Write out each line exactly as it stands, please.

== Task inputs

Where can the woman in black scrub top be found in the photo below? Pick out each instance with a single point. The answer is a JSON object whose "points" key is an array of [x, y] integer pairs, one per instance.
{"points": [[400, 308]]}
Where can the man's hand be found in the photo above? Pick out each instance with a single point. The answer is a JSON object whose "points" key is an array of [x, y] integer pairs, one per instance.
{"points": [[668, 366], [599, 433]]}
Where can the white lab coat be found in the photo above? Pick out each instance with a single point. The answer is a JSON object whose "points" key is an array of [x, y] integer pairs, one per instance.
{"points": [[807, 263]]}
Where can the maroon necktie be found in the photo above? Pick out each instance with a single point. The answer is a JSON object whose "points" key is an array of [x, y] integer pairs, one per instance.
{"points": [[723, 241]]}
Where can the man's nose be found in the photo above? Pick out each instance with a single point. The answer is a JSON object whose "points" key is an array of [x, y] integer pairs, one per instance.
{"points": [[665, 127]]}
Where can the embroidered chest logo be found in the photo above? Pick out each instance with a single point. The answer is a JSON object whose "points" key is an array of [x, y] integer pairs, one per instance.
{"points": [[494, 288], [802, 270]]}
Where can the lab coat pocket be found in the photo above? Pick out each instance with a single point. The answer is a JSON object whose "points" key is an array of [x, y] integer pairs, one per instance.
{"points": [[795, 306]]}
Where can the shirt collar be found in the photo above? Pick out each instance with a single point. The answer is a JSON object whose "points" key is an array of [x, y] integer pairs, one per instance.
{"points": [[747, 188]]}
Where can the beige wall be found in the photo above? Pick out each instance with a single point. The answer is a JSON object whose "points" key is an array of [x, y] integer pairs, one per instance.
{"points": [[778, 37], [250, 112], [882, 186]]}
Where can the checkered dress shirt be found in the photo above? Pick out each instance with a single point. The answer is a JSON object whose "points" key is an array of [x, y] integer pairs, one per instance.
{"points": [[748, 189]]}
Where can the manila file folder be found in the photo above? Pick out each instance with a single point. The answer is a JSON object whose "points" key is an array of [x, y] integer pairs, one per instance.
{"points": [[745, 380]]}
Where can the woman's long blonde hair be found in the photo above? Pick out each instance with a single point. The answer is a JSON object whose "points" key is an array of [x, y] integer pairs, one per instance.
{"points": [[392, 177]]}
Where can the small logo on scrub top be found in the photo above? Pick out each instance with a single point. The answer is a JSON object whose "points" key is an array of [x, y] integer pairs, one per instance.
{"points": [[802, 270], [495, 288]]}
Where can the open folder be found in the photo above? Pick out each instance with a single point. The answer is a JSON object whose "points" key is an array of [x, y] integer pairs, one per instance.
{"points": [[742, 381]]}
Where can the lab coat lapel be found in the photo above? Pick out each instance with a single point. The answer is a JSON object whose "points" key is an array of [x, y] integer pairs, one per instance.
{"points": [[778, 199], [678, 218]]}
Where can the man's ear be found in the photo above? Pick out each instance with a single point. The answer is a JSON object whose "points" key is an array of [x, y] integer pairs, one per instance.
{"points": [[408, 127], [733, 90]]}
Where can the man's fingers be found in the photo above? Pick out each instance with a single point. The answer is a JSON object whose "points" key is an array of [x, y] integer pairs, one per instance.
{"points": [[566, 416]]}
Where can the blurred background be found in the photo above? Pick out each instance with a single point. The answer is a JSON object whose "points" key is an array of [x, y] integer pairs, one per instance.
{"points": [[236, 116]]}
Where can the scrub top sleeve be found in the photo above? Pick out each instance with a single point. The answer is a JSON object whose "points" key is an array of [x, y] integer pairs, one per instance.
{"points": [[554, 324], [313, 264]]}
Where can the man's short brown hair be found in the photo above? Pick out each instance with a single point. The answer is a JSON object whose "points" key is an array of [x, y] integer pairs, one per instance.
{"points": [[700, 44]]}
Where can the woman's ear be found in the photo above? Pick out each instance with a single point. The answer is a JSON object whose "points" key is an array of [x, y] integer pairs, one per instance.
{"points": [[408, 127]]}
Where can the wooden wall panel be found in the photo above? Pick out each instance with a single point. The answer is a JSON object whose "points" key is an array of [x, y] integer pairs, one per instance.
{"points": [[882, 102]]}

====

◆ Result for this task ◆
Where can the woman in black scrub top be found in the photo below? Pick out each instance with a single point. The answer is a JSON object whose "points" key is an array of [x, y] integer pairs, one per instance.
{"points": [[400, 308]]}
Where can the man's hand be found in the photo above? Pick out each instance with a single point. The answer is a JSON object whose "points" key is an array of [x, y] integer pairs, one per instance.
{"points": [[668, 366], [599, 433]]}
Where can the white lab coat be found in the photo above? Pick out each instance with a single point. The answer is a JSON object whose "points" key is an array of [x, y] integer pairs, one per instance.
{"points": [[807, 263]]}
Where can the maroon necktie be found in the photo above? Pick out each instance with a single point. The answer is a JSON object whose "points" key is an array of [x, y] integer pairs, one per instance.
{"points": [[723, 241]]}
Where can the man's nose be found in the photo above? Pick out each instance with a single point. The answer is a JSON object whose "points" key is an array of [x, y] integer pairs, one per instance.
{"points": [[665, 127]]}
Where can the embroidered chest logo be found in the photo above? Pick out each instance with a single point. The answer is a JSON object whose "points" key is an array of [x, y] integer pairs, one per instance.
{"points": [[494, 288], [802, 270]]}
Where can the lab coat pocket be found in the photo above? Pick out each instance with a single point. The answer is a JSON object whose "points" key is an array of [x, y] integer pairs, one per instance.
{"points": [[795, 306]]}
Where can the shirt collar be found in the photo above? Pick out each instance with a single point. The answer is a JSON object whose "points" key is an array of [x, y] integer pairs, one per instance.
{"points": [[747, 188]]}
Where can the beige wall be found in the photo above? Pick out each instance with a single point. The answer is a JSON object whose "points" key is an array of [x, y] integer pairs, one per instance.
{"points": [[778, 37], [250, 112], [882, 186]]}
Where can the checkered dress shirt be found in the photo above? Pick out each instance with a single point. The answer is a JSON object whose "points" key is an array of [x, y] integer pairs, one per instance.
{"points": [[748, 189]]}
Where can the manila file folder be found in the photo above? Pick out each instance with a single point. The answer is a JSON object whose "points" key is an array of [x, y] integer pairs, one per instance.
{"points": [[745, 380]]}
Where can the woman's long blonde hair be found in the photo above? Pick out each instance with a single point. The answer is a JSON object whose "points" key is an array of [x, y] integer pairs, one per instance.
{"points": [[392, 177]]}
Where can the small logo on scrub top be found in the photo above? Pick out each instance with a single point. The answer is a JSON object whose "points" key is an array of [x, y] integer pairs, one per instance.
{"points": [[802, 270], [495, 288]]}
Where can the open folder be found in the photo above? Pick out each instance with a single point. The answer is a JSON object whose "points" key is an array of [x, y] integer pairs, one per instance.
{"points": [[742, 381]]}
Where can the lab coat lapel be found in the photo above? Pick out each instance with a single point. The answer is a JSON object whose "points" key is an array of [x, y] integer pairs, one per instance.
{"points": [[778, 199], [678, 218]]}
Where can the man's ear be found in the photo above? Pick out each instance with a single point. The answer is a JSON object whose "points" key is an array of [x, y] integer pairs, one per instance.
{"points": [[408, 127], [733, 90]]}
Where can the man's fingers be found in the photo above? Pick out each instance with a single point. The answer is a JSON object whose "points" key is an array of [x, y] integer pairs, one per instance.
{"points": [[566, 416]]}
Where can the blurred background be found in the photo above? Pick out each instance with a single point. The answer is a JSON object whose "points" key is an array of [x, y] integer pairs, one per instance.
{"points": [[236, 116]]}
Where can the scrub top sleeve be found in the photo above? Pick out each instance with a single point. The answer is a JSON object whose "points" key is an array of [x, y] integer pairs, one per instance.
{"points": [[554, 324], [313, 264]]}
Where can the man's short brown hair be found in the photo above? Pick out each instance with a single point. The answer is a JSON object whose "points" key is an array of [x, y] integer pairs, one per instance.
{"points": [[700, 44]]}
Where can the woman's ear be found in the photo above? Pick out each instance with a single point. The answer is a JSON object whose "points" key is an array of [x, y] integer pairs, one per instance.
{"points": [[408, 127]]}
Where can the wooden wall panel be found in the photo above? Pick out each instance with a single point. The answer is a JSON object whose "points" key is an array of [x, y] integer pairs, one per instance.
{"points": [[882, 102]]}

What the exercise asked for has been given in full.